WHAT IS EXPECTED: Exact repetition is required: reproduce every line of the data.

GIVEN DATA:
*-*-*

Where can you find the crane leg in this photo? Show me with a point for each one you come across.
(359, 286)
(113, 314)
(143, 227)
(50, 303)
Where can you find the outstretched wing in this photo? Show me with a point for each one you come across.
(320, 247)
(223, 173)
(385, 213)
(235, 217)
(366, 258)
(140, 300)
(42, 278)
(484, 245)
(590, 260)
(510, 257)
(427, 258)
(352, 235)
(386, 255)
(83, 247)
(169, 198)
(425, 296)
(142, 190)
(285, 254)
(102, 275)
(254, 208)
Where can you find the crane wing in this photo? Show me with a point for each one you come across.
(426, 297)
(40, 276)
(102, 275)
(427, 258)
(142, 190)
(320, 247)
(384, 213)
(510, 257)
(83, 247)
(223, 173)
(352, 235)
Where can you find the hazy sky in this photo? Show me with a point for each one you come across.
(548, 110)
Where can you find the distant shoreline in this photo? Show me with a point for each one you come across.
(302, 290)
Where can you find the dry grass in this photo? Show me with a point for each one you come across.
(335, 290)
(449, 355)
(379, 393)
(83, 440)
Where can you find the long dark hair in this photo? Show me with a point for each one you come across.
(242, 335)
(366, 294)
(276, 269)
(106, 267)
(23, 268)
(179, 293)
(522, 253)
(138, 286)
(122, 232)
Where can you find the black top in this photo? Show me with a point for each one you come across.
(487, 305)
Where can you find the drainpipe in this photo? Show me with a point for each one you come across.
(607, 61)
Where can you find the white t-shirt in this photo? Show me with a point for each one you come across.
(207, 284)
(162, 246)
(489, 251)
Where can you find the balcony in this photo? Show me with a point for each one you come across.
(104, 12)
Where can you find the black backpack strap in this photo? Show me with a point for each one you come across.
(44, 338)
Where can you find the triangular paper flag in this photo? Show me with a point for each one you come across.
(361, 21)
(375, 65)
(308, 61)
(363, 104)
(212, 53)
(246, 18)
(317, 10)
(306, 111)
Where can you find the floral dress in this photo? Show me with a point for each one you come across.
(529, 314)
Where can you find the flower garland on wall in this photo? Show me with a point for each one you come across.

*-*-*

RESPONSE:
Where can you find the crane leg in this photo? Show me with a point for each one you come across.
(359, 286)
(113, 314)
(143, 227)
(50, 303)
Where can you find the outstretched wing in this photo? Show me with a point for each one you come across.
(320, 247)
(223, 173)
(385, 213)
(235, 217)
(366, 258)
(140, 300)
(42, 278)
(484, 245)
(590, 260)
(510, 257)
(427, 258)
(352, 235)
(386, 255)
(83, 247)
(169, 198)
(425, 296)
(142, 190)
(285, 254)
(102, 275)
(254, 208)
Where can you find the crane wing in this photo? Show me with a point for each one you come across.
(426, 297)
(40, 276)
(102, 275)
(427, 258)
(142, 190)
(320, 247)
(384, 213)
(510, 257)
(83, 247)
(223, 173)
(352, 235)
Where can you find the hazy sky in this photo? Show me with a point for each one you come across.
(548, 110)
Where can you find the distant shoreline in this photo? Show me with a point for each one you come across.
(302, 290)
Where can you find the dry grass in this photo? Show me with a point for each one you come across.
(335, 290)
(449, 355)
(379, 393)
(83, 440)
Where can you find the long dark hair in this photo? Show me with a point for each one you come across.
(242, 335)
(366, 294)
(276, 269)
(106, 267)
(23, 268)
(179, 293)
(522, 253)
(138, 286)
(122, 232)
Where can you find the black top in this photo? Show me with a point for each one you come across.
(487, 305)
Where can you find the drainpipe in this photo? Show me with a point for each one you come across.
(607, 61)
Where can you find the white t-shirt in this photo? Show me with a point for each one you come across.
(207, 284)
(162, 246)
(489, 251)
Where can you find the balcony in this photo? Show me with a point for each one you come across.
(104, 12)
Where can you find the black backpack strap in this photo? Show me with a point for each one you come across.
(44, 338)
Where can you find the triangular paper flag in this photo? Show me with a point for each one you come across.
(361, 21)
(375, 65)
(308, 61)
(363, 104)
(212, 53)
(246, 18)
(317, 10)
(306, 111)
Where can you find the floral dress in this photo? Show me with a point for each one you come across.
(529, 314)
Where can you find the flower garland on wall in this photo? Show me with a point for each one you come across.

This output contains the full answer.